■ Le consegne ■
- 1) Nel brano su Leontyne Price, per quanti presidenti degli Stati Uniti avrebbe cantato alla Casa Bianca?
- 2) Riporta il tratto del brano su Leontyne Price compreso tra "Non che il repertorio" e "degli Stati Uniti.", estremi inclusi, cambiando "inaccettabile" in "inopportuna".
- 3) Prosegui il testo su Leontyne Price e sull'album jazz proposto da André Previn, partendo subito dopo l'ultima frase riportata.

■ Brano estratto ■
'''
Una proposta irricevibile
Quando nel 1966 a Leontyne Price, all’apice della fama americana, viene proposto dalla casa discografica un album di jazz pop lei all’inizio rifiuta. Per una cantante lirica bianca sarebbe stato un divertissement, un’occasione per fare soldi facili e allargare il proprio pubblico, ma per una cantante nera che aveva lottato per essere presa sul serio in teatro poteva sembrare un passo indietro. Peggio, una retrocessione al mondo degli standard e degli showtune che, tradizionalmente, appartenevano al repertorio di artiste nere come Lena Horne o Dorothy Dandridge, che erano apprezzate star del cinema e della canzone ma certo non erano state Aida alla Scala di Milano.

Non che il repertorio non le piacesse (da giovane era famosa per le sue imitazioni molto spiritose di Sarah Vaughan) o che non si fidasse di André Previn, il compositore e pianista che le propone il progetto, però le sembra una proposta inaccettabile. Lei si sta preparando a diventare quella che poi sarebbe diventata: la più grande cantante lirica americana della storia, quella che avrebbe cantato alla Casa Bianca per ben cinque presidenti degli Stati Uniti.

André Previn (1929-2019), pianista e compositore tedesco-americano, l’uomo che nella vita avrebbe sposato, tra le altre, Mia Farrow e la violinista Anne-Sophie Mutter, è il musicista giusto per proporre a un’artista come Leontyne Price un’operazione così azzardata. Ha i piedi in due mondi: uno nella musica colta (proprio nel 1967 diventa direttore della Houston symphony orchestra dopo sir John Barbirolli) e l’altro ben saldo a Hollywood, nelle colonne sonore e nella produzione di album jazz. Nel 1964 aveva vinto un Oscar per il suo riadattamento del musical My fair lady con Audrey Hepburn e Rex Harrison, e Dizzy Gillespie di lui aveva detto che aveva il flow del vero musicista jazz. Insomma, Previn conosce la musica sinfonica e l’opera, è un compositore e un apprezzato pianista e arrangiatore: chi se non lui può avvicinare l’altera Leontyne Price con la proposta di cantare vecchie canzoni di Broadway?

Price alla fine cede e Previn studia per lei un programma squisito, con scelte assolutamente non banali pensate per far emergere tutti i colori della sua voce, più che la sua potenza di soprano spinto che era già ben nota ai frequentatori dei teatri d’opera. Gli arrangiamenti di Previn sono talmente belli e variegati che potrebbero essere ascoltati anche senza voce: all’orchestra tradizionale unisce una scattante sezione ritmica jazz con piano (molto spesso suonato da lui), batteria e contrabbasso.
'''
■ Record del dataset ■
'''
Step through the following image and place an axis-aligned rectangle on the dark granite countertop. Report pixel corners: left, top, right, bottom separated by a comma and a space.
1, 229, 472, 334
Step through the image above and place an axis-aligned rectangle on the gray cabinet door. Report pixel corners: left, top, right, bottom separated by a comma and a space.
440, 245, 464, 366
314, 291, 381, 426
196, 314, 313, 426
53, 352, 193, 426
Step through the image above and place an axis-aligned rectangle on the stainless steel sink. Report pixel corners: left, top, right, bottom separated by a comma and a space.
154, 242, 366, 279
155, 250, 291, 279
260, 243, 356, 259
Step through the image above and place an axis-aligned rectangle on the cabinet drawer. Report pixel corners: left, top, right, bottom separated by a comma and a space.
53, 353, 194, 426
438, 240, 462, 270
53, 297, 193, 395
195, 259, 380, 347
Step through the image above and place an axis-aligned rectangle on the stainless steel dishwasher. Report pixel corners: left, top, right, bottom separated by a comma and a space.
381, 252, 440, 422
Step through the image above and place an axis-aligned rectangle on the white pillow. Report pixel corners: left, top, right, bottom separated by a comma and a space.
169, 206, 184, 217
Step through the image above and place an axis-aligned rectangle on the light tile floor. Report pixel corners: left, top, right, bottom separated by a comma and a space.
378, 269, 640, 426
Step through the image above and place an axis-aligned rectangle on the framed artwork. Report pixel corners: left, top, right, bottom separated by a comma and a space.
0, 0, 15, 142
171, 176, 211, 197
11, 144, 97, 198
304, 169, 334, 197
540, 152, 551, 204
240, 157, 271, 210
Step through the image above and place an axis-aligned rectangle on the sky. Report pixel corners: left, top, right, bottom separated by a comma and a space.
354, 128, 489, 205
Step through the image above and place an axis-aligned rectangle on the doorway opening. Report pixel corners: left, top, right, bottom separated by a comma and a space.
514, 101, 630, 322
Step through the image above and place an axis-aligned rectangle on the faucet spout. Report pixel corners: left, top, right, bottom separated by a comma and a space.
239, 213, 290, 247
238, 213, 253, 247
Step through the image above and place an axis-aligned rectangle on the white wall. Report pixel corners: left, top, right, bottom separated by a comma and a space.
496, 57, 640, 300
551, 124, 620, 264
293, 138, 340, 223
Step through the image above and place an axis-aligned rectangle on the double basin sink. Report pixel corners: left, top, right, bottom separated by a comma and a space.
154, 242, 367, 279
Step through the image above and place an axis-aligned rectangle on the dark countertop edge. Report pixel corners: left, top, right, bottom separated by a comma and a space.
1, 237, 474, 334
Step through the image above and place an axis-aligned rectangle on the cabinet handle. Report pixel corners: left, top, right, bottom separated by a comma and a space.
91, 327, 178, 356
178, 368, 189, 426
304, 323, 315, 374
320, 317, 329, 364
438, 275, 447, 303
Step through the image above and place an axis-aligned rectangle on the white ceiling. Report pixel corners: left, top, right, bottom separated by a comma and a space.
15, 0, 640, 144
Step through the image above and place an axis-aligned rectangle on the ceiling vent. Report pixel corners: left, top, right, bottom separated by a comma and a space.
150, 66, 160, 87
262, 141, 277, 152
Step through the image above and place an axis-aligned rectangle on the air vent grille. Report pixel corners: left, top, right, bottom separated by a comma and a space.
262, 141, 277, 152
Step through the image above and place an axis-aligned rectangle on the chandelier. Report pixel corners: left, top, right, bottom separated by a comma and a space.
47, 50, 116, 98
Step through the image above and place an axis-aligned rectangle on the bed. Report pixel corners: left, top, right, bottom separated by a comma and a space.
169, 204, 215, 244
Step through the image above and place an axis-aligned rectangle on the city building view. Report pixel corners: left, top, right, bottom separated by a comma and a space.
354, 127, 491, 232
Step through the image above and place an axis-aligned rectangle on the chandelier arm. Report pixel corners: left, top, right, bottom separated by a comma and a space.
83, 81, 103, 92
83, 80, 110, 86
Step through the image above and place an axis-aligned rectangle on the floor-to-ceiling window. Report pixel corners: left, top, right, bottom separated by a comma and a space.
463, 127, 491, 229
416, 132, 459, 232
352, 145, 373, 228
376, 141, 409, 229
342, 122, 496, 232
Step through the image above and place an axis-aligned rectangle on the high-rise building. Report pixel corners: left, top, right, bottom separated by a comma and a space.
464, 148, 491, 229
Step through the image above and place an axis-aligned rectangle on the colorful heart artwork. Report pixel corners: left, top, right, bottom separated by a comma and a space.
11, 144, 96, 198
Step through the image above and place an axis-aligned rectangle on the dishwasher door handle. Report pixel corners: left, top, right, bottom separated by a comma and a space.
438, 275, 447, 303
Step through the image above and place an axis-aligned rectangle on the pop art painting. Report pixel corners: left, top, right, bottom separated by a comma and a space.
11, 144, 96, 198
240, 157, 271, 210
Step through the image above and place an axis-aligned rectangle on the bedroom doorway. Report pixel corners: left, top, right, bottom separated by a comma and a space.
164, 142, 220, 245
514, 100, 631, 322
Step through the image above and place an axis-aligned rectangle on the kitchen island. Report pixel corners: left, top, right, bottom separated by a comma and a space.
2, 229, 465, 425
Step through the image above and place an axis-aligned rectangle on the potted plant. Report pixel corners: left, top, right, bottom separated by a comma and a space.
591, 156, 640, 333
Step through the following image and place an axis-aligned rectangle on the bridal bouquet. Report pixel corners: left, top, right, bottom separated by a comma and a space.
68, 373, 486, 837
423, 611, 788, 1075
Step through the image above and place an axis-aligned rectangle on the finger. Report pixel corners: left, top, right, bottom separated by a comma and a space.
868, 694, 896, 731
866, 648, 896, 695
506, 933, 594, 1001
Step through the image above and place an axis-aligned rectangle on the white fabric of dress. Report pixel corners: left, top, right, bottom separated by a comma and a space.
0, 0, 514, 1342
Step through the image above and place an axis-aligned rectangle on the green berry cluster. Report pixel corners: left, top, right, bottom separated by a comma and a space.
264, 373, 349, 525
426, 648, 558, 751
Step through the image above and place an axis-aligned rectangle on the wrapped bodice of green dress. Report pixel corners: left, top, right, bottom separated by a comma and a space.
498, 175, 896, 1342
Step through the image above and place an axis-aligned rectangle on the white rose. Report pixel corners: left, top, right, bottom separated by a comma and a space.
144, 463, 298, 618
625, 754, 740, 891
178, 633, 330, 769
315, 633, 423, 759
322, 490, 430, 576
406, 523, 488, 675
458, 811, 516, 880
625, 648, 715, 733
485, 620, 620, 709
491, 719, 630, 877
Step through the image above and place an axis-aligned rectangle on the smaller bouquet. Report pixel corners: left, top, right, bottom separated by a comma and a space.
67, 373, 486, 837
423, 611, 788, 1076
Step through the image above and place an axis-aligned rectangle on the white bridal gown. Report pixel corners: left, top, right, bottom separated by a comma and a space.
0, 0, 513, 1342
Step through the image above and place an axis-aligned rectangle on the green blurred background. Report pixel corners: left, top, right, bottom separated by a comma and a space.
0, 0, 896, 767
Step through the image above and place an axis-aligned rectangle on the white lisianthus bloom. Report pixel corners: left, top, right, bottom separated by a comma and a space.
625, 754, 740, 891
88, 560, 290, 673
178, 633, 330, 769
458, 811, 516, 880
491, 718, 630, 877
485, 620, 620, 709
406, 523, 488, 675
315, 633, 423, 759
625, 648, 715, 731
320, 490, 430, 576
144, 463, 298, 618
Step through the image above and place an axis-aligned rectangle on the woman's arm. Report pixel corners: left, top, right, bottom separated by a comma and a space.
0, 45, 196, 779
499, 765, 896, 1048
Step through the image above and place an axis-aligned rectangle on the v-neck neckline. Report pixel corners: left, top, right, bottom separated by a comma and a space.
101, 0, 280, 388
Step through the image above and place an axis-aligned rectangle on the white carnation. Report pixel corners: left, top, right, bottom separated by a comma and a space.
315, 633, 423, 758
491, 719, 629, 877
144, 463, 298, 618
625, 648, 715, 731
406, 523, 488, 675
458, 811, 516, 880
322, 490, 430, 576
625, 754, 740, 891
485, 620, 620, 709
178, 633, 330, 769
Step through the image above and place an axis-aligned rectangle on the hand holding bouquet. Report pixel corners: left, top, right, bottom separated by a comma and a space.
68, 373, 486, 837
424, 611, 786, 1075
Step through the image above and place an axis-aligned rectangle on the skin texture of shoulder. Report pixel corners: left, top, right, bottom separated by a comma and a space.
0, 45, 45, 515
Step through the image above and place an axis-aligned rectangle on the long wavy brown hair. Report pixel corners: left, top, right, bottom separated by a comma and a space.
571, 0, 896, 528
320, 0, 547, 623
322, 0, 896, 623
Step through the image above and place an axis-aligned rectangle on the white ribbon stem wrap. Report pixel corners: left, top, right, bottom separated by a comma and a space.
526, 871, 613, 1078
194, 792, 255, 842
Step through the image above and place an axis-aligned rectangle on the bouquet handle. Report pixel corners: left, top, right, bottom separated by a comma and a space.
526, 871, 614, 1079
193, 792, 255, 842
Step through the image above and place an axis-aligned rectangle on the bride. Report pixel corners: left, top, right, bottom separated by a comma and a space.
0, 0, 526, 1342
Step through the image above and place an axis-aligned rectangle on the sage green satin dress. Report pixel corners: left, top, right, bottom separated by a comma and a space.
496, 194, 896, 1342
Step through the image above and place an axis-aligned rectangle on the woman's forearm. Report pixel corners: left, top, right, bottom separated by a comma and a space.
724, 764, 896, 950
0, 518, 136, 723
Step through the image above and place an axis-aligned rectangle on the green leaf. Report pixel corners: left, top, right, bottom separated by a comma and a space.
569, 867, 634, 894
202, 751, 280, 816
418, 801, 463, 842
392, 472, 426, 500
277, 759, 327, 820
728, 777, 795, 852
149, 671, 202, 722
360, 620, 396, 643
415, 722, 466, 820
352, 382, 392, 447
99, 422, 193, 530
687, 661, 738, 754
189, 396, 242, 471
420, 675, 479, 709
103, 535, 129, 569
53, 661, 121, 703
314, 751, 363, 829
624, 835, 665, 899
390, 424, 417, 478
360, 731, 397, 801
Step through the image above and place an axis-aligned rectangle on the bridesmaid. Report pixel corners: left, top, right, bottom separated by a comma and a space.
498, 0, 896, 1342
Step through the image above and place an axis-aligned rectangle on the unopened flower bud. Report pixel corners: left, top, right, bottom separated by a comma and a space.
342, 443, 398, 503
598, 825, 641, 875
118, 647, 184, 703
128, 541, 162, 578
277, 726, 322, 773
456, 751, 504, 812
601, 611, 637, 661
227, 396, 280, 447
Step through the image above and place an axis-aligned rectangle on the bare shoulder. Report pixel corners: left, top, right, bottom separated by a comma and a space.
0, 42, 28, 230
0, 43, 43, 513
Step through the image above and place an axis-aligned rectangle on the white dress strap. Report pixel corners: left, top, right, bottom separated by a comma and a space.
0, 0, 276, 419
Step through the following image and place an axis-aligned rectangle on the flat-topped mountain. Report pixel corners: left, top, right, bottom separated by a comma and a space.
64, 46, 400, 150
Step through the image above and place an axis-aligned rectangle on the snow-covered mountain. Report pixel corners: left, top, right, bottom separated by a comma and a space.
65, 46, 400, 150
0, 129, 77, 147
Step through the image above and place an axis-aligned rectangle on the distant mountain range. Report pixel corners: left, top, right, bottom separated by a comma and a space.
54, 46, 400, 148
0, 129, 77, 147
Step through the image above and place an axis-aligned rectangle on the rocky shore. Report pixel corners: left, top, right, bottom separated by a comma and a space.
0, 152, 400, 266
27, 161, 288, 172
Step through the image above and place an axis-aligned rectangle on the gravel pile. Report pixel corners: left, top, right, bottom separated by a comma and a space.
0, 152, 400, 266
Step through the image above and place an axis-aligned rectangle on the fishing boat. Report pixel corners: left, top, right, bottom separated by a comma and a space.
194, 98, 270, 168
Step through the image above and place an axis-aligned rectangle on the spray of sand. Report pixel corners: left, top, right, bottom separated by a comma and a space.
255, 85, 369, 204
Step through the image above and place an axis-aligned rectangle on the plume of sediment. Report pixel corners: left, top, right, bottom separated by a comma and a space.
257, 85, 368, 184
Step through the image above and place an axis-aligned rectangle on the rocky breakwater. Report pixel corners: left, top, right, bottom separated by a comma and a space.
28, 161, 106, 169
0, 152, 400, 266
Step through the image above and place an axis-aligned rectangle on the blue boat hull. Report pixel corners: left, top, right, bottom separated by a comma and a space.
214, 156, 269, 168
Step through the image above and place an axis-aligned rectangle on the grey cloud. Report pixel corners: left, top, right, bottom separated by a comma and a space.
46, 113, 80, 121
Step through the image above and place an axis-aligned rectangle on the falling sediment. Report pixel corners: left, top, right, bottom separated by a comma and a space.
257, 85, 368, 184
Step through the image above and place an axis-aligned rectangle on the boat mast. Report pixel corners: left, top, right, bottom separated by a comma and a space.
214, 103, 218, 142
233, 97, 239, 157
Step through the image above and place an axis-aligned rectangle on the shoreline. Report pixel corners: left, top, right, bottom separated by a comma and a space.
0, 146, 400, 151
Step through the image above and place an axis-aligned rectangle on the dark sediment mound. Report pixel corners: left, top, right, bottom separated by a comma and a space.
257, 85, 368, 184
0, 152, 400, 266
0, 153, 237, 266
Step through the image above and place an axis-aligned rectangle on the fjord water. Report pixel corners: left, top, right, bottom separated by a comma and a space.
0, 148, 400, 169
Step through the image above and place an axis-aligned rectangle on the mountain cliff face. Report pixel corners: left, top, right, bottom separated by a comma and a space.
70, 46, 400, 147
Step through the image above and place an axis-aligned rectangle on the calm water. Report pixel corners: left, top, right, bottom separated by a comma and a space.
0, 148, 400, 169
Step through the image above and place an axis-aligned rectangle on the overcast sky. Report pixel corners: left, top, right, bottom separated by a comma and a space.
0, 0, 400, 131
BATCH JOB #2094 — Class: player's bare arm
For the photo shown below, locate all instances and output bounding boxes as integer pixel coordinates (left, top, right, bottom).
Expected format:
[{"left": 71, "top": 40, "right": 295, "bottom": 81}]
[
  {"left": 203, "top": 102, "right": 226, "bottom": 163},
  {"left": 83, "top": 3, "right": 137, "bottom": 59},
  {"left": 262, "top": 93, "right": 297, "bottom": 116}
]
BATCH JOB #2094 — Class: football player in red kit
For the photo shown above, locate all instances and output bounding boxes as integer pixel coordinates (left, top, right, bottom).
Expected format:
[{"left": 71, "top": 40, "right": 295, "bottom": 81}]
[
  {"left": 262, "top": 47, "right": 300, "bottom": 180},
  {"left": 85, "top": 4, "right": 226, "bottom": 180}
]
'''
■ Risultati ■
- 1) Per cinque presidenti degli Stati Uniti.

- 2)
Non che il repertorio non le piacesse (da giovane era famosa per le sue imitazioni molto spiritose di Sarah Vaughan) o che non si fidasse di André Previn, il compositore e pianista che le propone il progetto, però le sembra una proposta inopportuna. Lei si sta preparando a diventare quella che poi sarebbe diventata: la più grande cantante lirica americana della storia, quella che avrebbe cantato alla Casa Bianca per ben cinque presidenti degli Stati Uniti.

- 3)
E poi c’è Leontyne Price, che è una cantante capace di abbracciare questo repertorio con grande intelligenza e laboriosa leggerezza: la sua voce enorme sa farsi piccola e duttile, ricca di sfumature e di finezze di fraseggio che fanno capire quanto, come artista, non fosse solo Tosca o Aida ma contenesse moltitudini di personaggi, anche quelli più spiritosi dei grandi musical del novecento.

Il programma si apre con Right as the rain (niente a che vedere con la canzone quasi omonima portata al successo da Adele nel 2008), tratta dal musical Bloomer girl di Harold Arlend che debuttò a Broadway nel 1944. Bloomer girl era la buffa storia di una ragazza moderna e indipendente che, alla vigilia della guerra di secessione, anziché indossare l’ampia crinolina preferiva i più comodi bloomer (una sorta di gonna-pantalone, simile agli abiti delle donne orientali). Evalina, la protagonista del musical, non era solo una protofemminista ma anche un’accesa sostenitrice dell’abolizione della schiavitù e cederà al suo ammiratore Jeff Calhoun solo a patto che liberi uno schiavo di nome Pompey. Right as the rain, “dritto come la pioggia che cade dall’alto, così vera e giusta come il nostro amore”, è proprio il duetto tra Evalina e Jeff. Quasi in punta di piedi Leontyne Price decide di partire con un rimando a un vecchio musical che parlava di guerra civile e di abolizionismo.

My melancholy baby invece è una vecchia canzone del 1912 e non uno showtune: Price la tratta come uno standard jazz accompagnata dal pianoforte di Previn e dalla sezione ritmica senza che arrivi mai l’orchestra. È l’unico pezzo propriamente jazz del programma e Leontyne Price appare assolutamente a suo agio. In A sleeping bee (altro grande pezzo di Harold Arlen) Price sfodera una voce piccola, agilissima e acuta, quasi da soubrette: è incredibile pensare che sia lo stesso strumento capace di riempire un teatro con la musica di Verdi o di Puccini.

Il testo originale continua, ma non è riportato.